[ASSIGNED TASK]: Keep the pictures out of your copy. Transcribe the records below exactly.

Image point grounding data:
..........
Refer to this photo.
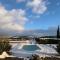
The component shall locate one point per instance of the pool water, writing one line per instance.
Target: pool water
(30, 47)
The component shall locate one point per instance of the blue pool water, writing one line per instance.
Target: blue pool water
(30, 47)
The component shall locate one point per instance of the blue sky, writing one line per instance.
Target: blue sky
(29, 14)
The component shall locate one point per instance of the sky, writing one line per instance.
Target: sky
(19, 15)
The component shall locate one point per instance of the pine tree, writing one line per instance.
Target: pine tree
(58, 32)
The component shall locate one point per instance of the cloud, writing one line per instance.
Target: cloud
(13, 20)
(38, 6)
(20, 1)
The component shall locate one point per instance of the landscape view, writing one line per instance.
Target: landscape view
(29, 29)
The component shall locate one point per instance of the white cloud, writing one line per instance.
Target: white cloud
(38, 6)
(12, 20)
(20, 1)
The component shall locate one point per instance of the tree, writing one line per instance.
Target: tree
(58, 48)
(4, 46)
(35, 57)
(58, 32)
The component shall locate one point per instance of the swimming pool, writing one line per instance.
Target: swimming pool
(30, 47)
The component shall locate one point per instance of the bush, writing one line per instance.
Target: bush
(4, 46)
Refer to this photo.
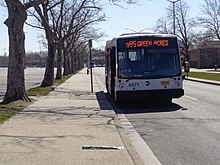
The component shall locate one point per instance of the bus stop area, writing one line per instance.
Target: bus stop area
(72, 125)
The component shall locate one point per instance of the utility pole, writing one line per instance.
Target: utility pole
(90, 63)
(174, 15)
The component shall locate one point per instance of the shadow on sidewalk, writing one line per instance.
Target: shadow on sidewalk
(130, 107)
(103, 101)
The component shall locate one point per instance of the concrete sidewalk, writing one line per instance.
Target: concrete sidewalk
(53, 129)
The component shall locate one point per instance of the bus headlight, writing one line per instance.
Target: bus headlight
(121, 86)
(177, 83)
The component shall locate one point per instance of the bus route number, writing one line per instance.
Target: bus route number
(133, 85)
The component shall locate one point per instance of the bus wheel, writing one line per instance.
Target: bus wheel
(167, 100)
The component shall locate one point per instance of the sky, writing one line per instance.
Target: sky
(119, 20)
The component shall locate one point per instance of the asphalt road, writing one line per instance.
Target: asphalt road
(33, 77)
(185, 132)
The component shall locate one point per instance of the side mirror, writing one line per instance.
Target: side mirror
(183, 77)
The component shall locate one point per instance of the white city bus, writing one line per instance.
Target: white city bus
(143, 66)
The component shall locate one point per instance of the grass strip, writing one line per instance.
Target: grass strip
(8, 110)
(205, 75)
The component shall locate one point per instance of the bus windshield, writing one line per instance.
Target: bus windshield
(148, 62)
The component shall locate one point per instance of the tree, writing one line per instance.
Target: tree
(184, 26)
(163, 25)
(17, 15)
(210, 19)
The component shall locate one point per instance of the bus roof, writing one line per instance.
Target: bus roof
(111, 43)
(127, 35)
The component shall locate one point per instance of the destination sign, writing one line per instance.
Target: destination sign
(147, 42)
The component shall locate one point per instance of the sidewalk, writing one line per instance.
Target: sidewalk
(53, 129)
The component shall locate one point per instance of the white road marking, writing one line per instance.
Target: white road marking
(191, 97)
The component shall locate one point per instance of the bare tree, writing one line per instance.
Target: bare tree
(77, 17)
(184, 27)
(210, 19)
(17, 15)
(163, 25)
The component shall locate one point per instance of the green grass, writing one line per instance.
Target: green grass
(205, 75)
(8, 110)
(39, 91)
(44, 91)
(5, 116)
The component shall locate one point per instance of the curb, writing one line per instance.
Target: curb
(203, 81)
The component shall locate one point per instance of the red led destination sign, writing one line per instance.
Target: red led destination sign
(147, 43)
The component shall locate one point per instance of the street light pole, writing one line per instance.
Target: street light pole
(174, 15)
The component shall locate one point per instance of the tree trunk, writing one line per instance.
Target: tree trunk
(49, 72)
(15, 78)
(59, 62)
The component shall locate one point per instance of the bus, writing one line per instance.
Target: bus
(144, 66)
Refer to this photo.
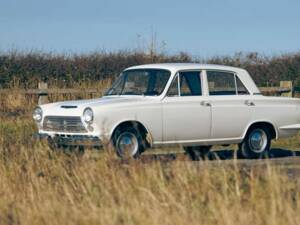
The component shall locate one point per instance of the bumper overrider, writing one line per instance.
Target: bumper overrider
(71, 140)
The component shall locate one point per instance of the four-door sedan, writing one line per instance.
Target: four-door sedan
(192, 105)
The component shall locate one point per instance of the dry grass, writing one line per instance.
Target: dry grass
(41, 186)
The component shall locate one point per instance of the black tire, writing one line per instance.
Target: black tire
(251, 151)
(197, 153)
(130, 132)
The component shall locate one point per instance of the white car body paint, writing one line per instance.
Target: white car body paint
(185, 120)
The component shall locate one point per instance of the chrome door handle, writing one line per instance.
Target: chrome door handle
(249, 103)
(205, 103)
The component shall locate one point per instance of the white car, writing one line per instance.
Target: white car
(192, 105)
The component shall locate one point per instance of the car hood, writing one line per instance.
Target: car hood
(80, 105)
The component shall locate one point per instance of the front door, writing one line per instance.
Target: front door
(186, 113)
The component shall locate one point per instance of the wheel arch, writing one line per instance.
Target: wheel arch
(137, 125)
(262, 123)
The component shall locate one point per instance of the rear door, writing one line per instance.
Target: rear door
(231, 106)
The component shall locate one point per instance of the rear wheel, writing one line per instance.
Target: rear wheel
(256, 143)
(128, 143)
(197, 152)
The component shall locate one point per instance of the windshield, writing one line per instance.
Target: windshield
(140, 82)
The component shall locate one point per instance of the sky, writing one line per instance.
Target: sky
(202, 28)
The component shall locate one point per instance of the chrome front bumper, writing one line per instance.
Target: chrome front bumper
(71, 140)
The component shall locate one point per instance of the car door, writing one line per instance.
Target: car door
(186, 115)
(231, 105)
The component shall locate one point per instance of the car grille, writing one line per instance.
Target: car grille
(70, 124)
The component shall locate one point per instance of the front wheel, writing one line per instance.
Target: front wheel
(128, 143)
(256, 143)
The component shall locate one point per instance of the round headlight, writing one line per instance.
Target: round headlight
(88, 115)
(37, 114)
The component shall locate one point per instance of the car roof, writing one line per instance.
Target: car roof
(186, 66)
(174, 67)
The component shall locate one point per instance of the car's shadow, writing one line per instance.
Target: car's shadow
(225, 155)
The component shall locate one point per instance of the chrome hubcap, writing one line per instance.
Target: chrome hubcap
(127, 144)
(258, 140)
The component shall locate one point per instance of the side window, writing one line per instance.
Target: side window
(189, 83)
(173, 89)
(241, 89)
(225, 83)
(221, 83)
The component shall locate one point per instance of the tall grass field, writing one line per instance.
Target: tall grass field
(42, 186)
(39, 185)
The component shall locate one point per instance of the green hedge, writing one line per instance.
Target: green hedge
(26, 69)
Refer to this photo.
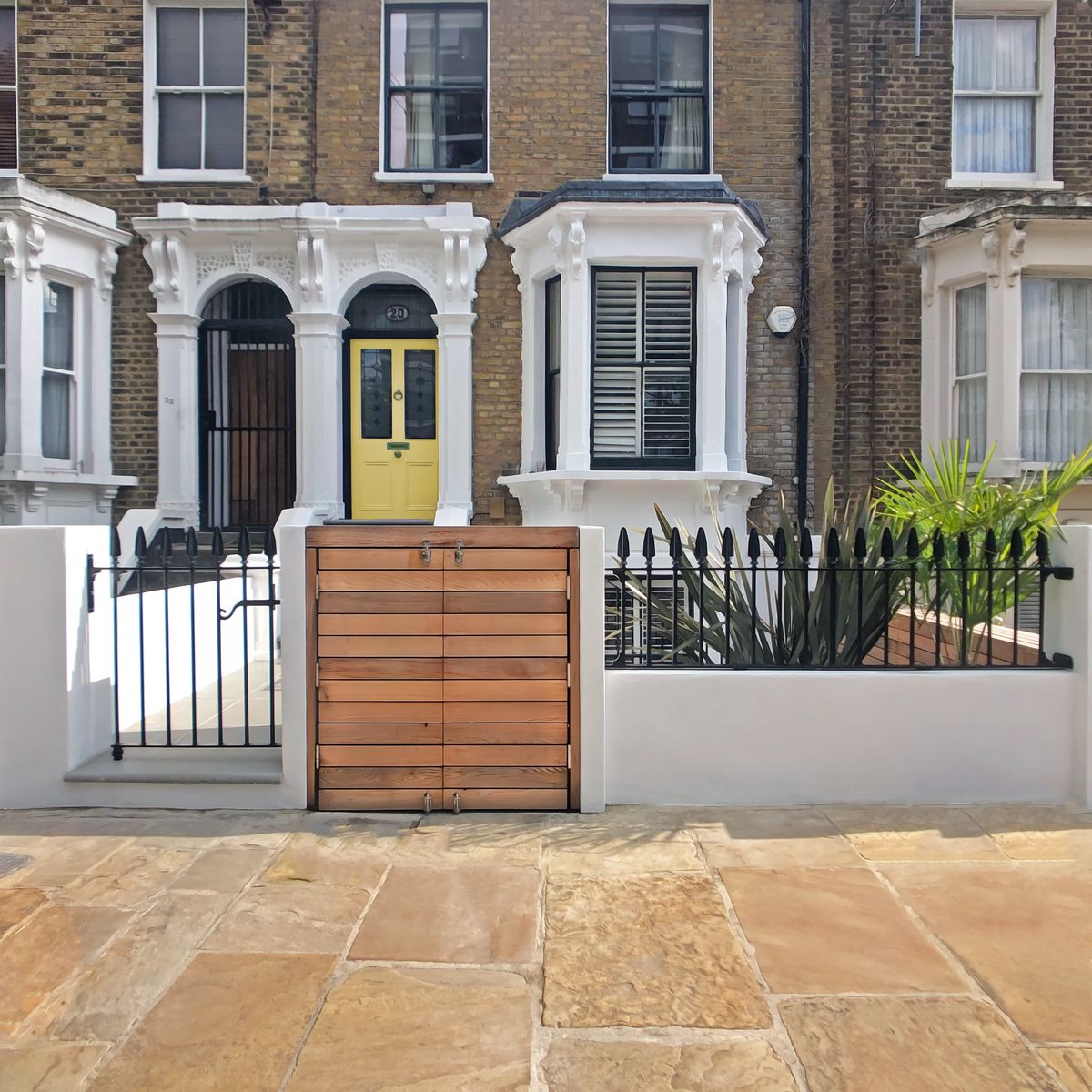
..........
[OUTPUT FOR THIS EXERCISE]:
Refer to this photo.
The component shall locate one point per instance of the pool water, writing one line per instance.
Target: pool water
(30, 47)
The component shall locate one point per instance of the blue pool water, writing one line per instance.
Target: blue pool water
(30, 47)
The component shall locate one point per instance of the blue sky, writing one line per instance.
Target: blue sky
(29, 14)
The component shall locate one point per instance of the sky, writing one line per instance.
Target: sky
(19, 15)
The component shall locate one point per instance of the pine tree, writing one line per instance.
Target: pine tree
(58, 32)
The component shall locate one point per instance of the cloud, writing one line per instance.
Target: cloud
(13, 20)
(38, 6)
(20, 1)
The component shall locate one point per instance of the landscape view, writing one line per instance.
Target: landscape view
(29, 29)
The component shall locate one point per instance of the white cloud, writing one line per instance.
Target: white cloud
(38, 6)
(12, 20)
(20, 1)
The component shall locate one point per instance of the tree, writing one line per instance.
Target: tree
(58, 48)
(4, 46)
(35, 57)
(58, 32)
The component shall locate one point per instance of the swimming pool, writing one line per instance.
Target: swimming pool
(30, 47)
The component shall locate one point per instance of the bush, writing one line per instance.
Target: bush
(4, 46)
Refer to this photo.
The component shall locate one point per instance of the bus stop area, writing one line per instance.
Target: bus stop area
(72, 125)
The component shall locate one point per instance of the utility pole, writing one line per instance.
Target: utility pole
(90, 63)
(174, 15)
The component shall locate one point per instance of the shadow on sidewalk, writing one line per instance.
Target: shadow on sidewalk
(130, 107)
(103, 101)
The component shall locate one point per instance of the concrete sidewalk, writing one line per instance.
Target: concrete sidewalk
(53, 129)
The component shall locate one point per instance of the bus headlight, writing one line per instance.
Target: bus headlight
(121, 86)
(177, 83)
The component shall locate one point per instance of the bus route number, writing one line per instance.
Target: bus route number
(133, 85)
The component shall locate one point per instance of the bus wheel, writing one line per instance.
Target: bus wheel
(167, 100)
The component shall locate one point per instance of the sky, writing one line per instance.
Target: sky
(119, 20)
The component shall locate one point per instance of the asphalt road, writing one line per instance.
Target: asphalt road
(33, 77)
(185, 132)
The component shall locate one point per instance of the side mirror, writing one line per instance.
Target: side mirror
(183, 77)
The component shall locate one point per instance of the white city bus, writing one line per instance.
Target: white city bus
(143, 66)
The component shall locate one point per instance of the grass strip, writing one line per instance.
Target: grass strip
(8, 110)
(205, 75)
The component shall locate one point per instance of the bus windshield, writing one line per instance.
Target: bus windshield
(148, 62)
The component shall locate one point per instance of the tree, writing one line per instance.
Target: tree
(184, 26)
(163, 25)
(17, 15)
(210, 19)
The component shall locate one point per instance of the bus roof, writing one line per instance.
Target: bus roof
(111, 43)
(127, 35)
The component shall locate one point per instance of the destination sign, writing one line per instance.
Target: destination sign
(147, 42)
The component shall locate one point per instance of the sidewalk, writing one line per instance.
Target: sidewalk
(53, 129)
The component shall locate one point per instance of the white road marking, writing one line per instance.
Target: white road marking
(191, 97)
The component shall locate one point per instance of the bare tree, writing one line per instance.
Target: bare tree
(77, 17)
(184, 27)
(210, 19)
(17, 15)
(163, 25)
The component shall locate one point per instance of the green grass, writing one line per instance.
Target: green grass
(205, 75)
(8, 110)
(39, 91)
(44, 91)
(5, 116)
The component shall locate one point per instance of the curb, writing one line per instance.
Target: curb
(203, 81)
The component shall locate one point per instance of the red led destination sign, writing one line per instance.
Target: red led destination sign
(147, 43)
The component shall locate one point per instance of the street light pole, writing one line per instance.
Target: street light pole
(174, 15)
The component shall locate one point per instance of the tree trunk, writing one line per instance.
Target: tree trunk
(49, 72)
(15, 78)
(59, 62)
The component shall locate one point per instance of the bus, writing one line per instance.
Target: bus
(144, 66)
Refer to this photo.
The component shall locate one point per instance of the bumper overrider, writing one line per instance.
Target: bumper overrider
(71, 140)
The component shall locate one point per instance of the four-door sedan, writing one line per instance.
Target: four-door sedan
(192, 105)
The component shall locate one point per instance of the dry grass, writing one line per instance.
Target: dry grass
(41, 186)
The component shall locate one point per instance of the black tire, writing one line per instance.
Target: black tire
(251, 151)
(197, 153)
(130, 132)
The component shall locate one point per instance of the white car body paint, writing one line per instance.
Target: white car body paint
(185, 120)
The component shall locate one point per instance of the chrome door handle, writing one line per instance.
Target: chrome door handle
(249, 103)
(205, 103)
The component shall locate one point per instance of the white car, writing one line per instance.
Target: white car
(192, 105)
The component shall locate one point per instance of the car hood, writing one line per instance.
Target: car hood
(80, 105)
The component shall locate one point per instance of the front door, writing one line per instance.
Target: front door
(186, 113)
The component shall locate one point per instance of the wheel arch, writing one line per instance.
Target: wheel arch
(137, 125)
(262, 123)
The component shall locate one point per instance of the rear door, writing one line per instance.
Target: rear door
(231, 106)
The component shall locate one point per instance of the rear wheel, writing one line per instance.
Target: rear wheel
(256, 143)
(128, 143)
(197, 152)
The component shall locate one point per instance of the windshield, writing one line per instance.
Target: windshield
(140, 82)
The component shall locate one point per instance of the sky, writing one line per instance.
Target: sky
(202, 28)
The component shall locate one point per instance of the chrome front bumper, writing one line per instance.
Target: chrome front bumper
(71, 140)
The component shall locate one point per instance of the car door, writing one line per instance.
Target: car door
(186, 115)
(231, 105)
The component shall locate one point per instance of the car grille, writing one line per instance.
Target: car grille
(70, 124)
The component shall locate one point per instance of the front wheel, writing one line per instance.
Target: front wheel
(128, 143)
(256, 143)
The component shall locate one point per instance of the round headlight, writing one line per instance.
Target: round headlight
(88, 115)
(37, 114)
The component shall locate one point per instance of the car roof, writing one line per instance.
Target: car roof
(186, 66)
(174, 67)
The component shall locate one point per instance of the car's shadow, writing one line per instance.
Target: car's shadow
(225, 155)
The component shall locate one point per instance of the chrome hubcap, writing one line per instance.
Target: chrome hubcap
(127, 144)
(258, 140)
The component shall locate one point per instance of the side window, writing one line per instance.
Target: side window
(189, 83)
(173, 89)
(241, 89)
(225, 83)
(221, 83)
The component shall locate one point per instance of the tall grass field, writing one line per instance.
Target: tall grass field
(42, 186)
(39, 185)
The component shall locate one point per instance of the green hedge, writing one line per instance.
Target: green hedge
(26, 69)
Refer to this photo.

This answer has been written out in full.